** Start of Provided records **

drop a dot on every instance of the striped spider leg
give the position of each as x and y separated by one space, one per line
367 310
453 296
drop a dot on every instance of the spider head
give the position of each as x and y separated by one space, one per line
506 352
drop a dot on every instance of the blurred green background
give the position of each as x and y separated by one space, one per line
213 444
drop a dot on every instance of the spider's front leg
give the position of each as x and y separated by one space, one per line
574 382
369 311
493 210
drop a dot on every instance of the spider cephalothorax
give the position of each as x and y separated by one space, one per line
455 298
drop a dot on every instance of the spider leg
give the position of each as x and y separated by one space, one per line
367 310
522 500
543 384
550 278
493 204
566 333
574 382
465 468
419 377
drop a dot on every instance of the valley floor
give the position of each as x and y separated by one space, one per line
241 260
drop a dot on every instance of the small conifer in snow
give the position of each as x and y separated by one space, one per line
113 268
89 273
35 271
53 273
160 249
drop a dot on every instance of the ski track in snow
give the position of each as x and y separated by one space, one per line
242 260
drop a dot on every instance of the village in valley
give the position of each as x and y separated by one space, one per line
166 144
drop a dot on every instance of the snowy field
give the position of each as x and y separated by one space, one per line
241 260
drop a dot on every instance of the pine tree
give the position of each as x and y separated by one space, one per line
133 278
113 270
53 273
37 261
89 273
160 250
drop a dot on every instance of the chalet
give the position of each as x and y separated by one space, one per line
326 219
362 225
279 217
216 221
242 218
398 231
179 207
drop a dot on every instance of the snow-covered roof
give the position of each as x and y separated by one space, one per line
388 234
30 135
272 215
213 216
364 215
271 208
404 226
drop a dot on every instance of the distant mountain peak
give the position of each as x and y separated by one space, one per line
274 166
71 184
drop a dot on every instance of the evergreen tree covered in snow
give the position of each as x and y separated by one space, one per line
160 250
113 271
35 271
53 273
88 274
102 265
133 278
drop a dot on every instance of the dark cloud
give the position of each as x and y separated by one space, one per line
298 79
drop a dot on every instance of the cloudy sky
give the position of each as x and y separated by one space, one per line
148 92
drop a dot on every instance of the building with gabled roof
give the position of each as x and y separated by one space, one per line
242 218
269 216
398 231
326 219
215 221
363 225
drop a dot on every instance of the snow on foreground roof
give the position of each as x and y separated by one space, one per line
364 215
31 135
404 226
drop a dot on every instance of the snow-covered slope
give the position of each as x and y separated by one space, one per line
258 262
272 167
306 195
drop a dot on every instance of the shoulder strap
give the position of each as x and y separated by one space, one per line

** End of Provided records **

What needs to be done:
Edit these entries so that every "drop a dot" becomes "place a point", with everything else left unchanged.

Output of the exercise:
place a point on every instance of the striped spider leg
give the position of each as x and y separated by one space, one per line
367 310
453 296
place a point on every instance of the spider head
give the position of each as x and y separated by one space, one per line
506 352
place a point on every instance of the blurred green background
give the position of each as x and y separated by one space, one per line
213 444
place a point on every instance of the spider's front leg
give the position of each as x and y separated by one space, one per line
574 382
369 311
493 210
place a point on every instance of the spider cephalothorax
give the position of each as x and y separated by one space, one per line
455 298
place a point on every instance of the spider leg
give the position of each as x and y separated by one space, one per line
367 310
522 500
543 384
550 278
493 204
566 333
574 382
465 468
419 377
place a point on every instance of the valley floor
give the position of each as x and y separated by one space, one per line
241 260
place a point on every instance of the small conifer in snow
give the position of each as x and y separated by one space, one per line
113 268
89 273
35 271
53 273
160 249
place a point on every instance of the ski track in snow
give the position of each as x and y separated by one space, one per line
242 260
place a point on every instance of the village in valley
give the position of each as x and y separated by one space, one per line
166 144
place a point on every instance of the snowy field
give the position of each as x and y separated by one space, one per line
241 260
place a point on every instance of the pine tree
give the position of each as x and y separated by one space, one per line
133 278
113 270
53 273
37 261
89 273
160 250
place a point on every instance of the chalet
give the position of each as x and y separated by one space, one per line
326 219
362 225
279 217
216 221
242 218
398 231
179 207
place a point on every instance of the snow-covered roof
give the position of each as x and y separated by one space, one per line
388 234
30 135
272 215
213 216
364 215
271 208
404 226
place a point on every instance of the distant mountain peak
give the position of each as x and y separated by one space, one per line
274 166
71 184
place a point on every instance of the evergreen tree covered in snow
give the position of each as x and y separated by one space, one per line
160 250
113 271
35 271
53 273
88 274
102 265
133 278
place a point on every instance of the dark cloud
give the position of each as x and y separated by one space, one per line
298 79
place a point on every instance of the cloudy sky
give the position of each as x and y separated by one space, one per line
148 92
place a point on every instance of the building with gabled roof
give the position of each as x and y separated by one space, one per line
242 218
269 216
398 231
326 219
215 221
363 225
place a point on every instance of the snow on foreground roof
give the position of each as x and y separated by one space, one per line
364 215
31 135
404 226
place a point on every instance of the snow-covered slope
give the position of each as x and y separated by one space, one per line
258 262
272 167
306 195
place a point on every instance of the shoulder strap
give the position of each as x and y separated by one space, one per line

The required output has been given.